### Exercise aim:
The task calls for every line of the data to be repeated exactly.

Natural language region descriptions:

....

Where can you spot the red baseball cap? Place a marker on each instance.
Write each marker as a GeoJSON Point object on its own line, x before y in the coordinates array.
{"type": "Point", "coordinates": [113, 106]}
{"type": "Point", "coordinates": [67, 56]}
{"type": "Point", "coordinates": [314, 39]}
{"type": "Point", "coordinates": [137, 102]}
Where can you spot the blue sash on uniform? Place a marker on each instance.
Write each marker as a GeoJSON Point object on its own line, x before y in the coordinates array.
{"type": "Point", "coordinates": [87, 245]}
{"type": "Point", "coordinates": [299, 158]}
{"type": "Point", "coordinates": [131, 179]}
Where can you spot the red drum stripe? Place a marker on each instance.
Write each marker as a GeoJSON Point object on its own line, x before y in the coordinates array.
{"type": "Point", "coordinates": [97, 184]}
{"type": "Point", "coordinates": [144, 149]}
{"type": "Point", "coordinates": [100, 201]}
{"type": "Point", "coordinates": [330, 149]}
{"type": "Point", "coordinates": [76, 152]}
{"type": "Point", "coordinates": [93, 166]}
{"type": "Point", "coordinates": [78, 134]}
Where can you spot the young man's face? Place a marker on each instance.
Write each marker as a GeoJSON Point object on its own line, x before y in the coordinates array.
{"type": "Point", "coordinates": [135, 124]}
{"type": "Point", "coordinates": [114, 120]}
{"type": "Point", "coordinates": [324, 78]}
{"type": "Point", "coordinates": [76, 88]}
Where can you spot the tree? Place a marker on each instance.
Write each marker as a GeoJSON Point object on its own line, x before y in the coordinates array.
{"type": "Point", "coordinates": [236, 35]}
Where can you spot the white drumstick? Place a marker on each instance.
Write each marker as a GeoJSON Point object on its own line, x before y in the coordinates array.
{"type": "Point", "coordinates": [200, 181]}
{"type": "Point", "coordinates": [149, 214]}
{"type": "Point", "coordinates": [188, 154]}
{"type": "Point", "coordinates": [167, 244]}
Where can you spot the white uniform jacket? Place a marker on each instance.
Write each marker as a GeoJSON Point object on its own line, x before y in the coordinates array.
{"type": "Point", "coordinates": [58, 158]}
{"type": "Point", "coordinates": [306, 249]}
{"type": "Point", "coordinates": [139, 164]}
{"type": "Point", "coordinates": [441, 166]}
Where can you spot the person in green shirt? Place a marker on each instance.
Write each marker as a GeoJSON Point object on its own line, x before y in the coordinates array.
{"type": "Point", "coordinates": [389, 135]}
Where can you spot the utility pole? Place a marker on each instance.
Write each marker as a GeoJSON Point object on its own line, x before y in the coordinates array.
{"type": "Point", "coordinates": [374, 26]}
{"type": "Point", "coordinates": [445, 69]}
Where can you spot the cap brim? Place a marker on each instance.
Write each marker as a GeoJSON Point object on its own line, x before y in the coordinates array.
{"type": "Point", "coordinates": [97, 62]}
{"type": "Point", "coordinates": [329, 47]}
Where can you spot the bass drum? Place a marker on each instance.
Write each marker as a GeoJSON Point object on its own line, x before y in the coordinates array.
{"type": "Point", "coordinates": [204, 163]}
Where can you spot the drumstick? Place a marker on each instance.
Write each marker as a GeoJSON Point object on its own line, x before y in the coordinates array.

....

### Response for this exercise:
Where can you spot the red baseball cap? Place a marker on each instance.
Write each marker as a GeoJSON Point object on its own line, x before y in the coordinates array.
{"type": "Point", "coordinates": [113, 106]}
{"type": "Point", "coordinates": [67, 56]}
{"type": "Point", "coordinates": [314, 39]}
{"type": "Point", "coordinates": [137, 102]}
Where can you spot the blue sash on uniform? Place a marker on each instance.
Write each marker as a GeoJSON Point object on its own line, x before y in the coordinates array.
{"type": "Point", "coordinates": [87, 245]}
{"type": "Point", "coordinates": [299, 158]}
{"type": "Point", "coordinates": [131, 179]}
Where can you spot the red drum stripe? Place a marker on each instance.
Write each marker as a GeoJSON Point object on its own line, x before y in the coordinates array.
{"type": "Point", "coordinates": [97, 184]}
{"type": "Point", "coordinates": [144, 149]}
{"type": "Point", "coordinates": [100, 201]}
{"type": "Point", "coordinates": [330, 149]}
{"type": "Point", "coordinates": [76, 152]}
{"type": "Point", "coordinates": [93, 166]}
{"type": "Point", "coordinates": [78, 134]}
Where can you spot the young man's face? Place a marker on each instance.
Write each marker as a GeoJSON Point object on its own line, x before y in the coordinates array.
{"type": "Point", "coordinates": [135, 124]}
{"type": "Point", "coordinates": [114, 120]}
{"type": "Point", "coordinates": [324, 78]}
{"type": "Point", "coordinates": [76, 88]}
Where can you spot the tree? Place a marker on each instance.
Write each marker as a GeoJSON Point object on its own line, x before y in the coordinates array.
{"type": "Point", "coordinates": [236, 35]}
Where can you spot the white drumstick? Place a marker on each instance.
Write each marker as a GeoJSON Point object on its own line, x before y in the coordinates array.
{"type": "Point", "coordinates": [200, 181]}
{"type": "Point", "coordinates": [149, 214]}
{"type": "Point", "coordinates": [188, 154]}
{"type": "Point", "coordinates": [167, 244]}
Where can you spot the white uniform jacket? Place a marker on each instance.
Write each marker as a GeoJSON Point object on its own line, x before y in the coordinates array.
{"type": "Point", "coordinates": [58, 158]}
{"type": "Point", "coordinates": [306, 249]}
{"type": "Point", "coordinates": [139, 164]}
{"type": "Point", "coordinates": [441, 166]}
Where can you spot the person in green shirt? Place a marker on each instance.
Write each marker as a GeoJSON Point object on its own line, x before y in the coordinates array.
{"type": "Point", "coordinates": [389, 135]}
Where can you spot the utility pole? Place a marker on each instance.
Write each marker as a GeoJSON Point object on its own line, x before y in the coordinates array.
{"type": "Point", "coordinates": [374, 26]}
{"type": "Point", "coordinates": [445, 69]}
Where can you spot the cap brim? Place a marker on each instance.
Write each marker as a GeoJSON Point object on its own line, x before y in the coordinates array.
{"type": "Point", "coordinates": [97, 62]}
{"type": "Point", "coordinates": [329, 47]}
Where can you spot the bass drum? Place a marker on each instance.
Write each marker as a GeoJSON Point object on its own line, x before y in the coordinates array.
{"type": "Point", "coordinates": [204, 163]}
Where can you spot the drumstick? Place a marker on each instance.
Write each marker as a GeoJSON Point object on its own line, x before y in the coordinates array.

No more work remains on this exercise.